### Written task 1
In the appellate brief article, what share of appeals does the Appeals Court decide without oral argument?
### Written task 2
Copy the appellate brief article word for word from "Your brief must be" to "than you do.".

## BEGIN Selected excerpt

Updated August 24, 2020
This article appears substantially as published in the March 3, 2014, issue of the Massachusetts Lawyers Weekly. Attorney Manwaring writes the newspaper’s Appellate Issues column, which is devoted to matters arising from the appellate process.
A case before the Massachusetts Appeals Court is a high-stakes endeavor. It usually represents the appellant’s last chance to obtain a favorable result. Conversely, the appellee’s success in the trial court is worth nothing if overturned on appeal.
Whether you represent the appellant or appellee, your appellate brief offers the best opportunity to convince the judges you appear before to rule in your client’s favor. A quality brief is all the more essential because the Appeals Court decides about one-third of appeals without oral argument, based solely on the briefs.
Despite its importance, attorneys often treat an appellate brief as a mere re-casting of trial court memoranda. They fail to recognize that the brief will receive more thorough scrutiny than a trial court memo, is directed to a special audience (the judges and their clerks), and must present both the facts and the law in a manner calculated to satisfy the needs and expectations of that audience.
This column will examine how taking into account the unique characteristics and concerns of Appeals Court judges can help you draft a more effective appellate brief.
Your brief must be written to withstand rigorous scrutiny. Three judges and their clerks, all of whom read briefs for a living, will analyze yours in detail. The judges are likely to presume, in the first instance, that the trial court’s decision was correct. Accordingly, the appellant’s brief must show how the trial court erred and why the error was prejudicial and should be reversed.
Keep in mind that the judges hearing your appeal usually know nothing about the facts of your case until they read the briefs and the trial court’s decision. They certainly know less about the case than you do.
Similarly, because they deal with cases of all kinds, Appeals Court judges often are generalists and may not be experts in the applicable law. Your brief must educate them about both the facts and the law.
Appeals Court judges also do a great deal of reading. For a single case, a judge will probably have to read two 50-page briefs, a 20-page reply brief, the trial court’s decision, and various other relevant documents. As a result, the judges may have little patience with a brief that makes their job more difficult or wastes their precious time.
Your brief, and each argument within it, should be as clear and concise as possible and should “get to the point” quickly, rather than forcing the judges to wade through irrelevant facts or boilerplate law.
You must do everything possible to make your brief easy to read and your arguments easily understood. This places a premium on careful organization and the use of “roadmap” paragraphs. It should also impact the appellant’s decisions as to the number of issues to raise and the order in which to argue those issues in the brief.
Remember, also, that the function of an intermediate appellate court is to review trial court decisions for legal error. The Appeals Court does not find facts and generally does not make policy decisions, those being the province of the Supreme Judicial Court.
Your brief should, therefore, focus on whether the trial court committed a legal error warranting reversal.

## END Selected excerpt
## BEGIN Dataset rows

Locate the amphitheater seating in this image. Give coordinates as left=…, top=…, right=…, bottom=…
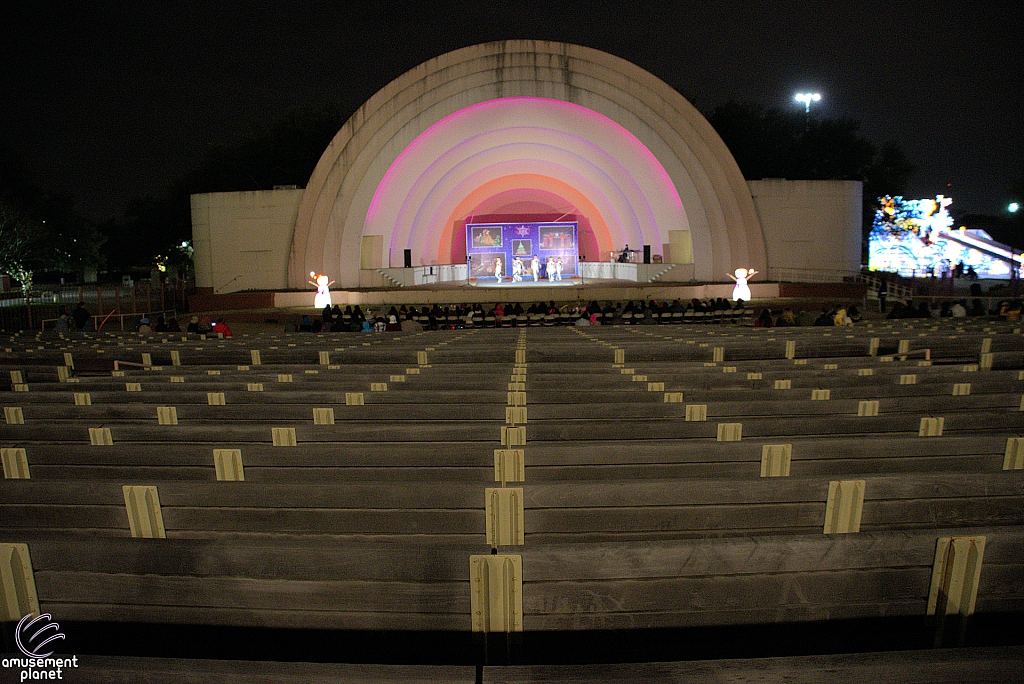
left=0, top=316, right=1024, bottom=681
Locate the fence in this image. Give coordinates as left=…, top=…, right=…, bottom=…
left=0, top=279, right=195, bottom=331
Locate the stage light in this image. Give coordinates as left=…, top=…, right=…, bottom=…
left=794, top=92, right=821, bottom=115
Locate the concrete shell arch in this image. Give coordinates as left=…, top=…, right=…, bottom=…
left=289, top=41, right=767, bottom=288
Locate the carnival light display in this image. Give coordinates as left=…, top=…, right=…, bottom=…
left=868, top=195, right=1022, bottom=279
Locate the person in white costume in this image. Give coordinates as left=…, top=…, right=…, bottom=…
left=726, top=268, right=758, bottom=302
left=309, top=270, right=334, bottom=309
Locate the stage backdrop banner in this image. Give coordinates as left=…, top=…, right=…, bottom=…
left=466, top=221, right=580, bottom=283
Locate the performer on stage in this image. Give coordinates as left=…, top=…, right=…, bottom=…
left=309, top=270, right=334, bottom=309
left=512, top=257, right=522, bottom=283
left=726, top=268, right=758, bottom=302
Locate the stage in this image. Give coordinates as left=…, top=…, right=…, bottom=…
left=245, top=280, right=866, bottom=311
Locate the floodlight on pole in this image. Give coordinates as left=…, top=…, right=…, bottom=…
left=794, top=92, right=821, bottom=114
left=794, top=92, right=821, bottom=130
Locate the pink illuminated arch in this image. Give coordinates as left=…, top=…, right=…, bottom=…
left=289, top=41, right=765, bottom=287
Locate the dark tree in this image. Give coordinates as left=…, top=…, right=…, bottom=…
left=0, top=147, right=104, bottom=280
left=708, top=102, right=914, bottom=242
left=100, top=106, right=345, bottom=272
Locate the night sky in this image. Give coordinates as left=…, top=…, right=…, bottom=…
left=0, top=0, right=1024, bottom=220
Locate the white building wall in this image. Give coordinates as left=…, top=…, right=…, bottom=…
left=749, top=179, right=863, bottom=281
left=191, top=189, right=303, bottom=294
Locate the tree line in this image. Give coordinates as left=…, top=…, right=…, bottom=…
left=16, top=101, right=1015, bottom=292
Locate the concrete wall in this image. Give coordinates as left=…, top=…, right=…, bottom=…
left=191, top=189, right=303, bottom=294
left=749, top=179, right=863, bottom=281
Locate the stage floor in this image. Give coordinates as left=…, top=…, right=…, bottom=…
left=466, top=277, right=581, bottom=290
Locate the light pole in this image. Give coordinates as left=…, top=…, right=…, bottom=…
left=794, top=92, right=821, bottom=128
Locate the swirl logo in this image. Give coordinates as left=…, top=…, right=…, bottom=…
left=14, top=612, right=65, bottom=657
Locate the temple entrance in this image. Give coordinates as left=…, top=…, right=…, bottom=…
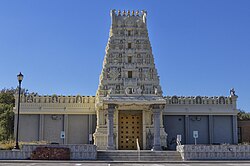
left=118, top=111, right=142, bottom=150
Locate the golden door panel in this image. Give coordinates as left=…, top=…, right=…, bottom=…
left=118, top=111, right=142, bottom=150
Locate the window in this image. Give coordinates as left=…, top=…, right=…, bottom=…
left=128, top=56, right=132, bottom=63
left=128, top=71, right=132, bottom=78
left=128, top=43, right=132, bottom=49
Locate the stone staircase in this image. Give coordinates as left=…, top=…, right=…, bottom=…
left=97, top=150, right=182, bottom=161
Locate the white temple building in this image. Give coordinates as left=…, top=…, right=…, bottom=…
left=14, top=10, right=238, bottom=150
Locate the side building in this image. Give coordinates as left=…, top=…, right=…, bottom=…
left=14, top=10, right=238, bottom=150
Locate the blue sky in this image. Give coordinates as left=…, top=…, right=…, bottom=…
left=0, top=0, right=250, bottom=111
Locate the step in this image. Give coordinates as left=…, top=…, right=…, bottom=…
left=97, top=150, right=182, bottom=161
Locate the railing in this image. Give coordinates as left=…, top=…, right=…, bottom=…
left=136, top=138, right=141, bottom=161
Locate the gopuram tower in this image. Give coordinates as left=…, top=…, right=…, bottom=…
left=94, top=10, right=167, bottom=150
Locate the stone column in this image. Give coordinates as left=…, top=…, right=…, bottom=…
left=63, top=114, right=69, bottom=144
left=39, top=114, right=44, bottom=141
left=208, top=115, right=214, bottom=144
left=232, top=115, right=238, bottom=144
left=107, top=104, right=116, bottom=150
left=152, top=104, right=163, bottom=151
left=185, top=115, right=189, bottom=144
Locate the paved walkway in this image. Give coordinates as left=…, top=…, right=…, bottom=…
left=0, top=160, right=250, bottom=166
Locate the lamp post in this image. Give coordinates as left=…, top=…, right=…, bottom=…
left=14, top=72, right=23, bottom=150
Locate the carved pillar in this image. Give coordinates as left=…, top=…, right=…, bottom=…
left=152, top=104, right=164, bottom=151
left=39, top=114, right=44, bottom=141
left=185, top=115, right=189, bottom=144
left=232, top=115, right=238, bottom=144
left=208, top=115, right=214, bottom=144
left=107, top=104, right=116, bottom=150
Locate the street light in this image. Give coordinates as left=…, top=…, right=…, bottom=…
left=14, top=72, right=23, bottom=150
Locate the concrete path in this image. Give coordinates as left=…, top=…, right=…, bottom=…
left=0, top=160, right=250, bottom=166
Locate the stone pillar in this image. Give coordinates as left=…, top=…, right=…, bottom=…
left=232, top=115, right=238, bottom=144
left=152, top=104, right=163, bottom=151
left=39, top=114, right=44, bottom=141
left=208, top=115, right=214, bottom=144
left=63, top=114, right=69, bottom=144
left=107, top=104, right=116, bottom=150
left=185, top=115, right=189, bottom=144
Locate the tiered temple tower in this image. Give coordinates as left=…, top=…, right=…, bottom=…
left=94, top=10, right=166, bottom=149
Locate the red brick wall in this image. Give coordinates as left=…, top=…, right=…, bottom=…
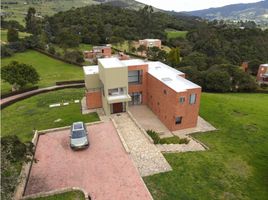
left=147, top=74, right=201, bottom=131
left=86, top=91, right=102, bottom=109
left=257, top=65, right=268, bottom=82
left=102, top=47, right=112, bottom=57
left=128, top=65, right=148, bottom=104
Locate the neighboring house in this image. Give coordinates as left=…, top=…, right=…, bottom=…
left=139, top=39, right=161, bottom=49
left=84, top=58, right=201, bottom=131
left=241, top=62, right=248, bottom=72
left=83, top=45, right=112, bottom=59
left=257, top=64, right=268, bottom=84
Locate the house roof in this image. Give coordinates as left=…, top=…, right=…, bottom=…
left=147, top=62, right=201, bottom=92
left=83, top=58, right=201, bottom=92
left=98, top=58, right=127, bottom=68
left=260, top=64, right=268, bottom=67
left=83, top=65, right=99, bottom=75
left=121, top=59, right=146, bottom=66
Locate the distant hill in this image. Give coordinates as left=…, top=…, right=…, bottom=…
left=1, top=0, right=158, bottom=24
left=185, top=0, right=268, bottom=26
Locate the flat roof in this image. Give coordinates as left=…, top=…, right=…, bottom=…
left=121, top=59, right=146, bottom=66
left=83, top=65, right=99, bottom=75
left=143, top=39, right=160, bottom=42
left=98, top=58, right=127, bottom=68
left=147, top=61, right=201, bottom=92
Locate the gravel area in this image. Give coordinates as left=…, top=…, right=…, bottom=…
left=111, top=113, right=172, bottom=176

## END Dataset rows
## BEGIN Dataset rows

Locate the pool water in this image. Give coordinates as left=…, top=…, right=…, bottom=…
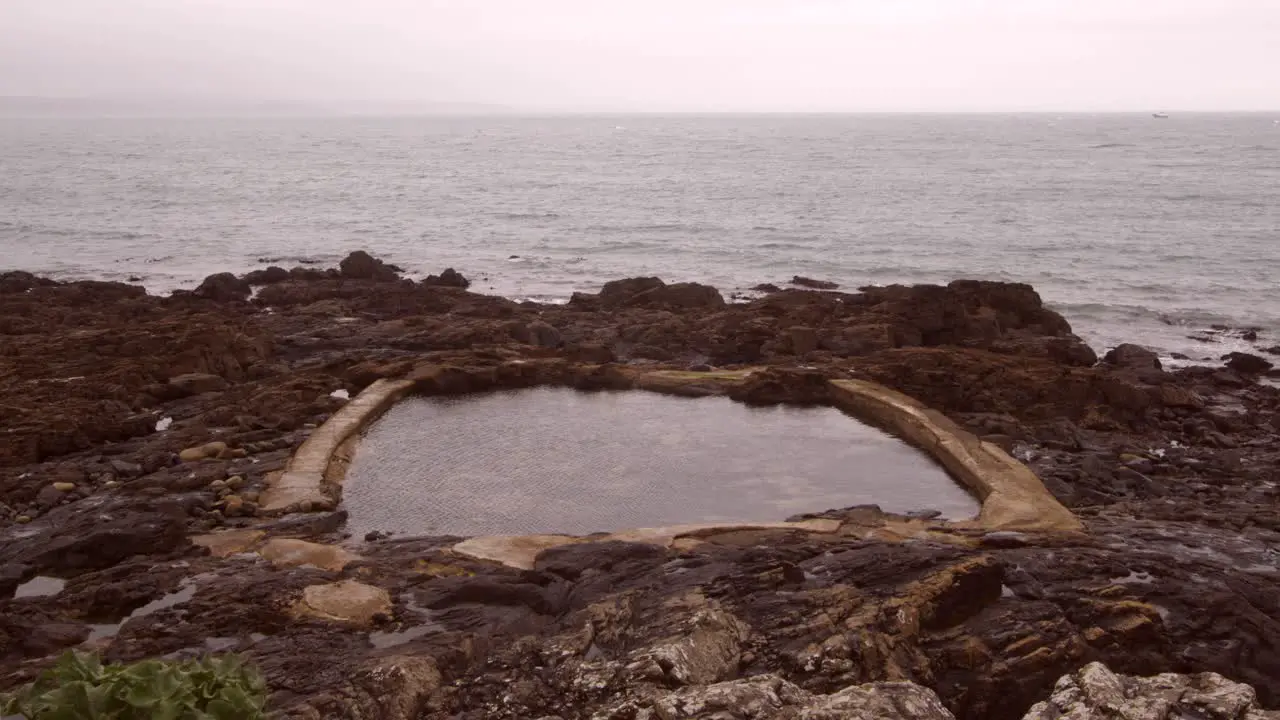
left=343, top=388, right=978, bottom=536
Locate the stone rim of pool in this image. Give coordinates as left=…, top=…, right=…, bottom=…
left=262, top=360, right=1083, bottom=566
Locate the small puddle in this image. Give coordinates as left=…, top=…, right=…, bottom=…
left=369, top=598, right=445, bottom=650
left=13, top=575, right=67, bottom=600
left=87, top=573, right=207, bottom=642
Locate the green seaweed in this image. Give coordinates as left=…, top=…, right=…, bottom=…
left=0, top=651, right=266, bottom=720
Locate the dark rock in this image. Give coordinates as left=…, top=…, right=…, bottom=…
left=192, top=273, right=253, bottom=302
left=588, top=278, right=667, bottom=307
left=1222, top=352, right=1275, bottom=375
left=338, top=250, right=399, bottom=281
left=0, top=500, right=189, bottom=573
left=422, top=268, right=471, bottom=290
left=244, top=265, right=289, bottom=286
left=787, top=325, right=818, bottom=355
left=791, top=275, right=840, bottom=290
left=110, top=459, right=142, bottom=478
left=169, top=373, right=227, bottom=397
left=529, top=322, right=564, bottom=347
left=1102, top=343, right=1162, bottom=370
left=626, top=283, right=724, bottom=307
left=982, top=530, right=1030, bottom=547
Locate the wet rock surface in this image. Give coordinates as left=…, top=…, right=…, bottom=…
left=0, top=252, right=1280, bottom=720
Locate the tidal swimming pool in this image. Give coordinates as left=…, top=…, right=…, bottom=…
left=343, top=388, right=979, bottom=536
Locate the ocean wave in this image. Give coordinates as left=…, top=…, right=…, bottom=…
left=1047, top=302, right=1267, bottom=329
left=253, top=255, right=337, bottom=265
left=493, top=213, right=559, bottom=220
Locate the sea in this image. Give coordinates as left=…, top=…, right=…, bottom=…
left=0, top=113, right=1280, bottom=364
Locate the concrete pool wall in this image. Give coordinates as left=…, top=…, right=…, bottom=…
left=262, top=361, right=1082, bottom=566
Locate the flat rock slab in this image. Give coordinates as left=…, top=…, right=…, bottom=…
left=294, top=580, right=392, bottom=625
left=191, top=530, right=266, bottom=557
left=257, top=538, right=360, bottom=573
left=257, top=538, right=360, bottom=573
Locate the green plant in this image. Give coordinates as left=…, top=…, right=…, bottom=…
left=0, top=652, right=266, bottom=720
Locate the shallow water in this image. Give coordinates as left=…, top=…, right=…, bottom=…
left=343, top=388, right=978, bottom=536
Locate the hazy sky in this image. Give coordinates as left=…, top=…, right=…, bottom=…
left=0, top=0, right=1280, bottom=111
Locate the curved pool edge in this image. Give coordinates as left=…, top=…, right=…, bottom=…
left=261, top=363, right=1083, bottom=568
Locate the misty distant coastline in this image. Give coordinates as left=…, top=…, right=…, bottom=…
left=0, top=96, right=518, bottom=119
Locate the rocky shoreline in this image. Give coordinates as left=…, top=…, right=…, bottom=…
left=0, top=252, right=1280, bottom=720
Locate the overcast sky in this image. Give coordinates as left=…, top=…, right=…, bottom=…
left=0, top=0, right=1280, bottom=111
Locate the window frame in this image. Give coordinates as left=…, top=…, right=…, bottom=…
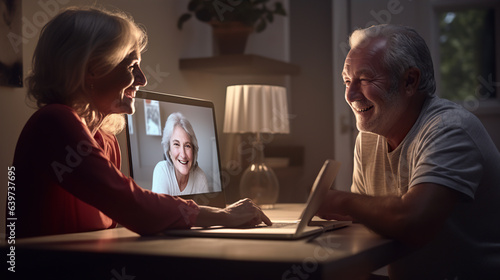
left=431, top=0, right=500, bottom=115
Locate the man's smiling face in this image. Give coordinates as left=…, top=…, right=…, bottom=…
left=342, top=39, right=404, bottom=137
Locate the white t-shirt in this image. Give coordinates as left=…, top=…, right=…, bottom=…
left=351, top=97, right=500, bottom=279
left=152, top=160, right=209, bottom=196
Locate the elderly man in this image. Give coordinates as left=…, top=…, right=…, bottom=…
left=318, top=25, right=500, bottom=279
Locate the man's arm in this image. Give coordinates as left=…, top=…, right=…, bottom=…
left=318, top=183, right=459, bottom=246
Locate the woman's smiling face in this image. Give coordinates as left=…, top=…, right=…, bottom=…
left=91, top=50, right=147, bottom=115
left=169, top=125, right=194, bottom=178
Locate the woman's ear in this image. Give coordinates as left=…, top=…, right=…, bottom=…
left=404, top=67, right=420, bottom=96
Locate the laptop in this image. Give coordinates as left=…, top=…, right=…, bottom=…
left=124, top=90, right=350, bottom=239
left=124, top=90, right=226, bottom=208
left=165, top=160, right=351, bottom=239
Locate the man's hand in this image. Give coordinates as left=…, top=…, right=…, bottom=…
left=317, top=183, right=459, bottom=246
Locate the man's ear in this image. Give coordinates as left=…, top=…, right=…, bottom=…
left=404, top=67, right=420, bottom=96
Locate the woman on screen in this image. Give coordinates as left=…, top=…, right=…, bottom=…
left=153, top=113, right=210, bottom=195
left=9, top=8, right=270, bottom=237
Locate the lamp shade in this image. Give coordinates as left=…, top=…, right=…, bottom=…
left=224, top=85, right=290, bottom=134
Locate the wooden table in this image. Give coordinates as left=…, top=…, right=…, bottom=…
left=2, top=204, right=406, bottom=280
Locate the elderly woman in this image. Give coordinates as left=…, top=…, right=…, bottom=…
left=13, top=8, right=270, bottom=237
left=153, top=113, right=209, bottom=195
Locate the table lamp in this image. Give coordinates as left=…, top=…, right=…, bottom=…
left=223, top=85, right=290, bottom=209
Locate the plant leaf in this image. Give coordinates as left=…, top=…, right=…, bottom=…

## END Dataset rows

### Expected answer 1
About one-third, based solely on the briefs.

### Expected answer 2
Your brief must be written to withstand rigorous scrutiny. Three judges and their clerks, all of whom read briefs for a living, will analyze yours in detail. The judges are likely to presume, in the first instance, that the trial court’s decision was correct. Accordingly, the appellant’s brief must show how the trial court erred and why the error was prejudicial and should be reversed.
Keep in mind that the judges hearing your appeal usually know nothing about the facts of your case until they read the briefs and the trial court’s decision. They certainly know less about the case than you do.